-- Opening Marker --
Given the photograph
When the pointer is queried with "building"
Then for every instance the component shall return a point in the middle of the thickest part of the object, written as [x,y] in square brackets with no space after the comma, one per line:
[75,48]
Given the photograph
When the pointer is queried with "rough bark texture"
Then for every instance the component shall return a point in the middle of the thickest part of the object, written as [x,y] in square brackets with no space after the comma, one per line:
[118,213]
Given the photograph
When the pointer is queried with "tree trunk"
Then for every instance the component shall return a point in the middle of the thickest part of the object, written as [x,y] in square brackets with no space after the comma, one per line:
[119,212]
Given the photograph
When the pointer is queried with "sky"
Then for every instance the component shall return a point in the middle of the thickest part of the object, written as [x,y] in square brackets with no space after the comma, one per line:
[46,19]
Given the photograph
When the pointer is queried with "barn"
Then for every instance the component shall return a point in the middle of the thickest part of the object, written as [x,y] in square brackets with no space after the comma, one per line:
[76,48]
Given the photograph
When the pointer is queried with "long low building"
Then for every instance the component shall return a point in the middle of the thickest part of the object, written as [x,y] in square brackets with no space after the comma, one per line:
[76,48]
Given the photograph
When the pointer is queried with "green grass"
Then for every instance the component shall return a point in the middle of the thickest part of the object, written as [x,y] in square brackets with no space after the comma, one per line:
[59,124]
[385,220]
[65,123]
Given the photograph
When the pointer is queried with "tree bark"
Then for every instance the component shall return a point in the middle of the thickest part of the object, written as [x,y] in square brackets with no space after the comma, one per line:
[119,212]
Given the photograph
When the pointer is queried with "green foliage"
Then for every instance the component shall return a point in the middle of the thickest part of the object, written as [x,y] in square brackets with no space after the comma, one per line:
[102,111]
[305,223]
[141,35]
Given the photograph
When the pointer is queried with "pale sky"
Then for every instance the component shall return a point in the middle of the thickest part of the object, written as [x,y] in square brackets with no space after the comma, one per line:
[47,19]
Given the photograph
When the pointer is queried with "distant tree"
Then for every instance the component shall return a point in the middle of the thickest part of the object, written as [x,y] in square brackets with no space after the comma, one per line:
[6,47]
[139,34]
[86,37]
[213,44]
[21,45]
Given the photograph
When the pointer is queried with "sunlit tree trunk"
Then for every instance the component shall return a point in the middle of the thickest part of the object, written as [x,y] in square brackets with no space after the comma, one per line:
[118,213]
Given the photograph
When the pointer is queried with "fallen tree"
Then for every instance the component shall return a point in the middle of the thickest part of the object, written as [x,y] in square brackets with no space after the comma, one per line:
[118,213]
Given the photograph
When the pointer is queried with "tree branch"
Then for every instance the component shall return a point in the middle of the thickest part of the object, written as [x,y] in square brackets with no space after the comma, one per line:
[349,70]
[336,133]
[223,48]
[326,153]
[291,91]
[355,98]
-- Closing Marker --
All entries are to be repeated exactly and completely.

Given the photograph
When the pointer is queried with "building"
Then for every instance the component shall return a point in the middle of the thickest part of the object, written as [x,y] in square brackets with no space after the comma, one per line:
[75,48]
Given the photograph
When the pointer is queried with "rough bark texture"
Then for every instance the component shall return a point in the middle of the thickest part of the object, written as [x,y] in square brackets with no space after the comma, one per line:
[118,213]
Given the photograph
When the pointer is queried with "tree trunk"
Then for every instance the component shall return a point in the middle of the thickest part of the object, written as [x,y] in square brackets with no space after the comma, one per line:
[119,212]
Given the photograph
When the pointer is queried with "sky"
Then for every instance the component shall return a point in the middle of the thickest part of the object, written as [x,y] in square brackets with no space after the comma, one per line:
[46,19]
Given the photograph
When the pointer is queried with "barn"
Then for every instance the component shall return a point in the middle of the thickest part of the object, written as [x,y] in square brackets with no space after the comma, one per line:
[76,48]
Given the photograph
When the pointer is queried with "long low building"
Then for every instance the component shall return a point in the middle of the thickest part of the object, written as [x,y] in square brackets with no space after the comma, one per line:
[76,48]
Given the photograph
When the pointer is queried with "green grass"
Then for every instance the component shall return a point in the middle of the thickest part of the object, written as [x,y] in square brackets with no space after the comma, one per line:
[59,124]
[385,220]
[65,123]
Given the photograph
When the pointer is queried with "tree bark"
Then for every instance the component shall return a point in the middle of the thickest part of the object, written as [x,y] in square brackets with no space after the comma, one per line:
[119,212]
Given the photograph
When the pointer is queried with "green foliage"
Then for every instance the component shall return a point in the middle of the thickest part of the object, written as [x,y] in square brackets with no space after the comma, one per line:
[102,111]
[305,223]
[141,35]
Given the photograph
When the pointer is queried with "pale sky"
Then for every instance the component shall return a point in the middle of the thickest part of the object, written as [x,y] in square brackets with no space after the comma, one per line:
[47,19]
Given the photograph
When the pointer is queried with "distant tree"
Then for every instance the component shall return a point in the middle of the thickest part of the object, written as [x,y] in square brackets with no space after the comma, one per line:
[6,47]
[139,34]
[86,37]
[213,44]
[21,45]
Given the photograph
When the pointer is queried with "sunlit tree trunk"
Then for every instance the component shall return a point in the middle of the thickest part of the object, written as [x,y] in square brackets with no space after the comma, one per line:
[118,213]
Given the photograph
When the pointer is queried with "fallen tree"
Then for every instance the component shall return a point in the middle of the thickest part of the object, written as [x,y] in square brackets with no space after the comma, one per line:
[118,213]
Given the photograph
When the pointer is queried with "tree branch"
Then for every instance the component shall return a point in the middle of the thickest part of the object, written as [x,y] in square brackets with no space after the comma, one per line:
[349,70]
[336,133]
[223,48]
[326,153]
[291,91]
[355,98]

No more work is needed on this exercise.